'''

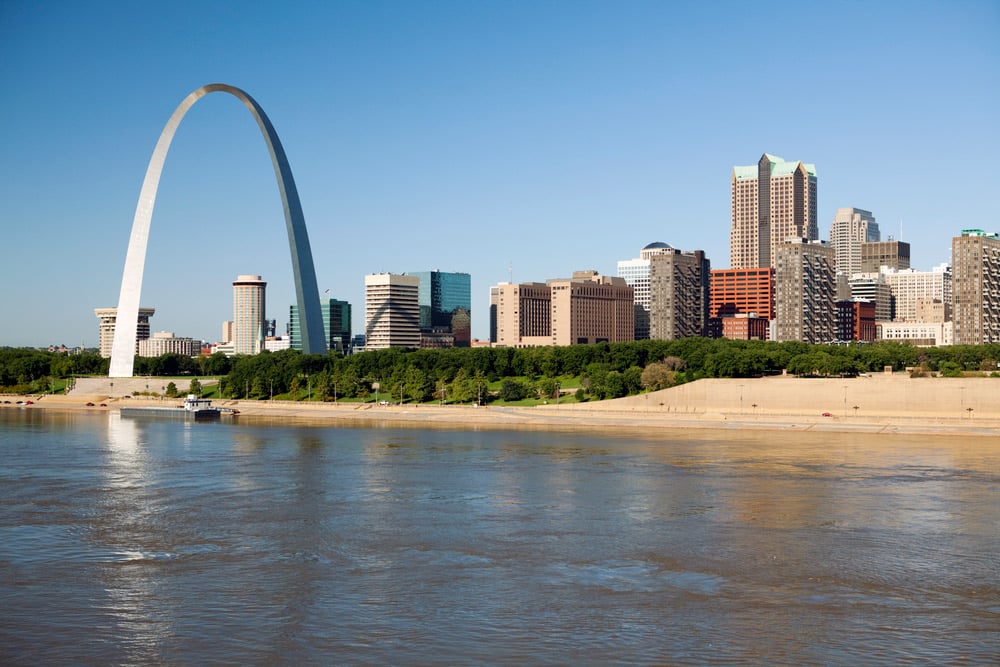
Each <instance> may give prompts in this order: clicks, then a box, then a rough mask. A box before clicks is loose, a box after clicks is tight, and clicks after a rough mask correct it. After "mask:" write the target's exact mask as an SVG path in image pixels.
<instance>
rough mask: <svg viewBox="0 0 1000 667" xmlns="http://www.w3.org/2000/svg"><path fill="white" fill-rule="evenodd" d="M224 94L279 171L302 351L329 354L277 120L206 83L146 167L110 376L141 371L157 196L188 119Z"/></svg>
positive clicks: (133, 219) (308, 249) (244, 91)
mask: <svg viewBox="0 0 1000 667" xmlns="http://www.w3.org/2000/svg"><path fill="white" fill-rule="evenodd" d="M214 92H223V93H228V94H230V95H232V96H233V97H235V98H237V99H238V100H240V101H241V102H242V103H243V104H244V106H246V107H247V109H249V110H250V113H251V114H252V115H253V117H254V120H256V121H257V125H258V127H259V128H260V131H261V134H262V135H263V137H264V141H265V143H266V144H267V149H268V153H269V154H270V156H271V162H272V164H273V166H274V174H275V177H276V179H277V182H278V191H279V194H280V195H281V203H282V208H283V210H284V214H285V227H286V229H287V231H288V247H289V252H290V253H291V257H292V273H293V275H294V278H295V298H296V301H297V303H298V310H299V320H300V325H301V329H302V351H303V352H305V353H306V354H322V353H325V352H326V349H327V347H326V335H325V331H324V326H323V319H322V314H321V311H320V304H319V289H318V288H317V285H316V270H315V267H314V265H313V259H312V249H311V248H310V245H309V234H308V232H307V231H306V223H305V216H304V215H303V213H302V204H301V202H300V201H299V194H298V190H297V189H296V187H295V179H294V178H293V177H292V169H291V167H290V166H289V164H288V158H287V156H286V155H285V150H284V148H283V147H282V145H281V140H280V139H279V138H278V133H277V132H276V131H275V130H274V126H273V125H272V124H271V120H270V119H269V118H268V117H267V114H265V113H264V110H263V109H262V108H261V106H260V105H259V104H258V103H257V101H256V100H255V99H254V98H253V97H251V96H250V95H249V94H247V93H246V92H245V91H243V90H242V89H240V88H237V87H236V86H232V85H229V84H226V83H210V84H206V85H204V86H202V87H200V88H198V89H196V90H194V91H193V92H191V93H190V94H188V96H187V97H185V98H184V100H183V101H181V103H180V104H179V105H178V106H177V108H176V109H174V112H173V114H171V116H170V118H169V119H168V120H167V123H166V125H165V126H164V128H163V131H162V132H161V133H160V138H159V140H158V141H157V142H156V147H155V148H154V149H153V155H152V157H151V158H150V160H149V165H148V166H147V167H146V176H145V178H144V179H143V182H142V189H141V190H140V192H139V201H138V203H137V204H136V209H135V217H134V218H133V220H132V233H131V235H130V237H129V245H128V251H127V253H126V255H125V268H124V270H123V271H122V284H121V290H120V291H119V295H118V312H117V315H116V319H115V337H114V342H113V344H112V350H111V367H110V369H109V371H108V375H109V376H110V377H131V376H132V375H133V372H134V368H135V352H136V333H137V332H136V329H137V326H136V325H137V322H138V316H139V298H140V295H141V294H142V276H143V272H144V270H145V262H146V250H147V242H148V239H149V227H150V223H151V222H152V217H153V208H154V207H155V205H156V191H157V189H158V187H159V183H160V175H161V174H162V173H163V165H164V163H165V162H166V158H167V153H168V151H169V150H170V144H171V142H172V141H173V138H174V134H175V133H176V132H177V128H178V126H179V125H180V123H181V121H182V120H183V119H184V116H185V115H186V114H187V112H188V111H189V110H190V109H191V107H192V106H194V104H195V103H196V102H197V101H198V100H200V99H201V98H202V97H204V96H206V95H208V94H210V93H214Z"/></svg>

'''
'''

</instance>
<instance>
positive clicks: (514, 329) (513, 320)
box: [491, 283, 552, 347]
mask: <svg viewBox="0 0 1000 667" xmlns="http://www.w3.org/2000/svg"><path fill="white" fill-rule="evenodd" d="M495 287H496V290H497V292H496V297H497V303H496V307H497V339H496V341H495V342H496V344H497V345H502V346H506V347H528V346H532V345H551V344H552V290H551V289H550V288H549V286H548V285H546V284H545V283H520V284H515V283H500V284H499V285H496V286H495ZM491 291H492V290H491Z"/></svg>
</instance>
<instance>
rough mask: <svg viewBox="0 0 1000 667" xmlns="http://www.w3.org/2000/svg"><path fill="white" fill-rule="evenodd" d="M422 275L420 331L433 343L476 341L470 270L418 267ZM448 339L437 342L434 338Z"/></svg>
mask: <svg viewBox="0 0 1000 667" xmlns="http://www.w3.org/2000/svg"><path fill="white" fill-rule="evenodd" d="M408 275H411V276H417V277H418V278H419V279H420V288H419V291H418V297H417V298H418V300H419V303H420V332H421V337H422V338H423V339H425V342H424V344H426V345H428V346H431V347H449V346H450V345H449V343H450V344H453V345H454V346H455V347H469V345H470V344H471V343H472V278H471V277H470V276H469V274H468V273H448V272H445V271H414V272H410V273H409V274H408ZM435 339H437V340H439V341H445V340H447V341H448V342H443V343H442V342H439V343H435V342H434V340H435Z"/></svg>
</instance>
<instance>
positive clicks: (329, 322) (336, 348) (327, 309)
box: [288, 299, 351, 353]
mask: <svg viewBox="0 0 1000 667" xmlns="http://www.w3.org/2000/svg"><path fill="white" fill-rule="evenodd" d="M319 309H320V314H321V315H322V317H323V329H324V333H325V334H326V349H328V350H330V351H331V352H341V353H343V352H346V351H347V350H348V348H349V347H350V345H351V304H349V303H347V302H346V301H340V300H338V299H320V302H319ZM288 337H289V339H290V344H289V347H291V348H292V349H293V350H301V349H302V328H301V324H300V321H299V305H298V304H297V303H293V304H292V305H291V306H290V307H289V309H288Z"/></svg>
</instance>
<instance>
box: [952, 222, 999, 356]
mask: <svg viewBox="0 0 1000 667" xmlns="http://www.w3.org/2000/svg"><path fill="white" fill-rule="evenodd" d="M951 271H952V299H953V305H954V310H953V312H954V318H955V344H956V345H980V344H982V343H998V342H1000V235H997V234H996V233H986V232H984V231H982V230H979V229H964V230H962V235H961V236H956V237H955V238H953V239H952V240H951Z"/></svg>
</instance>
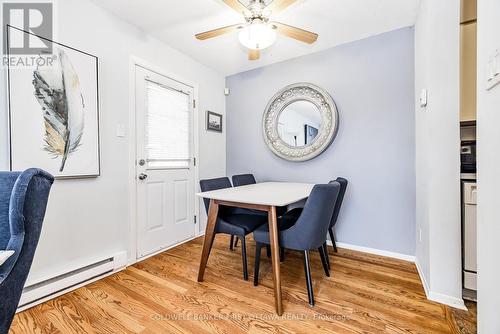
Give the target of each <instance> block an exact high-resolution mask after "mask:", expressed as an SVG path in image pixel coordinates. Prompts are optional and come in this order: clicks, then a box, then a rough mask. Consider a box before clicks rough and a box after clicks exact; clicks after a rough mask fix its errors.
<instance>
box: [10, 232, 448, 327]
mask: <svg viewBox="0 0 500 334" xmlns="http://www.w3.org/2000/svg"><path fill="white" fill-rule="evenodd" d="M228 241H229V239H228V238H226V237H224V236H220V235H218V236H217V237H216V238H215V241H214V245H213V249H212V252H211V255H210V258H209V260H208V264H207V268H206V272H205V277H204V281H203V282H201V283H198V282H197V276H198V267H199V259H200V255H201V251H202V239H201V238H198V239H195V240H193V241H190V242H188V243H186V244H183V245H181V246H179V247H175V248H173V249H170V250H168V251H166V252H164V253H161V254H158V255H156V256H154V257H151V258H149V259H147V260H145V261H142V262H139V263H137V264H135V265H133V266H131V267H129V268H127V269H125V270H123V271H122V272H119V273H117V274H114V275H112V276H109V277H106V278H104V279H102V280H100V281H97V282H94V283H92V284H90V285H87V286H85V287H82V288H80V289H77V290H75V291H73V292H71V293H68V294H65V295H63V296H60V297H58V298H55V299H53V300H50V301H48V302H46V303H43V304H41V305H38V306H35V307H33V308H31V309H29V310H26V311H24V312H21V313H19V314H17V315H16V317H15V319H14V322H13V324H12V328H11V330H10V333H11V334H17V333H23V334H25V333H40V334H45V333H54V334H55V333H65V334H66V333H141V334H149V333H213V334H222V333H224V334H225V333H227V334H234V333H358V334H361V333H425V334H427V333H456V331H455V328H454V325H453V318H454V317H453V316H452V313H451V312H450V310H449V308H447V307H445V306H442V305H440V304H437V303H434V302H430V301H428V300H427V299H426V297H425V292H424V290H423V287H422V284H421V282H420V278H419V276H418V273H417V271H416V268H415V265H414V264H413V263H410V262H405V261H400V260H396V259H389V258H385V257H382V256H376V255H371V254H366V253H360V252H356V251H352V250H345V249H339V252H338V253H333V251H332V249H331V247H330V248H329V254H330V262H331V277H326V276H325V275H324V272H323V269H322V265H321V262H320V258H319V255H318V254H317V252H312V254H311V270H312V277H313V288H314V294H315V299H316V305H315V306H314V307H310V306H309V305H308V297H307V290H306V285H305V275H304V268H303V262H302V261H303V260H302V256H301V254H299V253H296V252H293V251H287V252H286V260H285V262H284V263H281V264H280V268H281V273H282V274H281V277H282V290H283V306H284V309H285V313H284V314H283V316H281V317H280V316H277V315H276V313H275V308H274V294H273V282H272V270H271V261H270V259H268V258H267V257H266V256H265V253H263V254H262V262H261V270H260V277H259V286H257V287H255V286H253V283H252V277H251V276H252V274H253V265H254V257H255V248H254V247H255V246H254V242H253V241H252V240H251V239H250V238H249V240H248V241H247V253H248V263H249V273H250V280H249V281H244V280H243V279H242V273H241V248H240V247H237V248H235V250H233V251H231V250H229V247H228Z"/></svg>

'''

- [DIRECTIONS FOR THIS TASK] Consider the entries above and return each line with the string "image".

- [SOLUTION TO THIS PROBLEM]
Each <instance> may give prompts in this order: clicks, then a box, then a rough mask. A box before clicks is loose, a box after clicks is tight, and clicks after a rough mask correct it. After "mask:" write the target's exact mask as an SVG path in image pixels.
Give the target of each <instance> block an exact high-resolution mask after "mask:", expressed as an SVG path in image pixel coordinates. Prompts are optional and come in this order: clicks, then a box, then a rough mask. Consider a box before clicks rough and a box after clicks exact; clicks after a rough mask fix its errors.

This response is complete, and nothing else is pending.